Retype the tail of the data exactly, starting at the line containing "of the bare" and stopping at the last line.

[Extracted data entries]
• • •
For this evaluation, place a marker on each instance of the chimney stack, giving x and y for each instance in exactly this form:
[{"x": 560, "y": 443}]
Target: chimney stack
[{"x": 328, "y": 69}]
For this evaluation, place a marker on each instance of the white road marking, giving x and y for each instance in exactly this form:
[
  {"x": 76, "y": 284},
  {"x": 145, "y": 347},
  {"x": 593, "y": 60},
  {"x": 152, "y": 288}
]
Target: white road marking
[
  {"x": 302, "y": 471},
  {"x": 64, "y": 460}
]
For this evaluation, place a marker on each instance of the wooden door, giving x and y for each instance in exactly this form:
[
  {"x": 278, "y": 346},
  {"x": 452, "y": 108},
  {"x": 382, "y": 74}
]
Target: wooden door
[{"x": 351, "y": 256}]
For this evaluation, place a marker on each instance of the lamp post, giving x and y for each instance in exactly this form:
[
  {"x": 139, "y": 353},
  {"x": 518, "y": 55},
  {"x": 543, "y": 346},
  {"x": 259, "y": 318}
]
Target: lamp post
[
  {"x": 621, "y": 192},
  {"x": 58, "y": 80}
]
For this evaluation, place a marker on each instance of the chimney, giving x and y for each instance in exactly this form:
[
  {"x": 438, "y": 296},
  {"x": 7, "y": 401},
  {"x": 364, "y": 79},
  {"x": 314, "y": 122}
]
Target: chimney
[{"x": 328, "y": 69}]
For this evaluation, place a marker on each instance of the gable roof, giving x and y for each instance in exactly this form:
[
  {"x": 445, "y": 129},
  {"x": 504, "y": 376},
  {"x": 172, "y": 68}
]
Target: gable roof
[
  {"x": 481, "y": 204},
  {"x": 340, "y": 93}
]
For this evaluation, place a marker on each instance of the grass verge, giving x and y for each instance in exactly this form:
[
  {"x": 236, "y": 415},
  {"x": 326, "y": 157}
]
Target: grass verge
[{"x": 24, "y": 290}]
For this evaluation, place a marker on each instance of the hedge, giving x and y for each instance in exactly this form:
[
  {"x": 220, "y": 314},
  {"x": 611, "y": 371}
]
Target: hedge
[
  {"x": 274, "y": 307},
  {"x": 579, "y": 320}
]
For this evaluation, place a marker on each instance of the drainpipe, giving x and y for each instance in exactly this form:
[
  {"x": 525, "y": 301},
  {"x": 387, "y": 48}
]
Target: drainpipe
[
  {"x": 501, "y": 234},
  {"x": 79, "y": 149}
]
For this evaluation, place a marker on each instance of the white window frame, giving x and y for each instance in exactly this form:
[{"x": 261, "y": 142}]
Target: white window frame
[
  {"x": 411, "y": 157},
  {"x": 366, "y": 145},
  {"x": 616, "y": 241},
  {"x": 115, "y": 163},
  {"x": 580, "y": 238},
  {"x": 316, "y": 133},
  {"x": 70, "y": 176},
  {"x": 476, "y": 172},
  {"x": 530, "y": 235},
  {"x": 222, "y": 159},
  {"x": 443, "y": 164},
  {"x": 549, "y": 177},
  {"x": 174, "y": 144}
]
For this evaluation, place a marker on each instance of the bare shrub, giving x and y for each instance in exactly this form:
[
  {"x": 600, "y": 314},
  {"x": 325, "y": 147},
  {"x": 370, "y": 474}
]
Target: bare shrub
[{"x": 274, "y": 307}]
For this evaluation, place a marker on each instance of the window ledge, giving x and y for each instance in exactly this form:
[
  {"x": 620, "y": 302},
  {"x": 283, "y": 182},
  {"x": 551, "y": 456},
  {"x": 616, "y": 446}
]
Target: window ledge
• • •
* Answer in full
For this evaluation, place a marker on each instance of the bare shrub, giving x and y for each instance in exactly this form:
[
  {"x": 600, "y": 314},
  {"x": 325, "y": 147},
  {"x": 370, "y": 474}
]
Target: bare shrub
[{"x": 274, "y": 307}]
For this evaluation, place a marker on each instance of the window ledge, giving x and y for each instance in exactly this form:
[
  {"x": 620, "y": 302},
  {"x": 283, "y": 182},
  {"x": 551, "y": 456},
  {"x": 616, "y": 446}
]
Target: window ledge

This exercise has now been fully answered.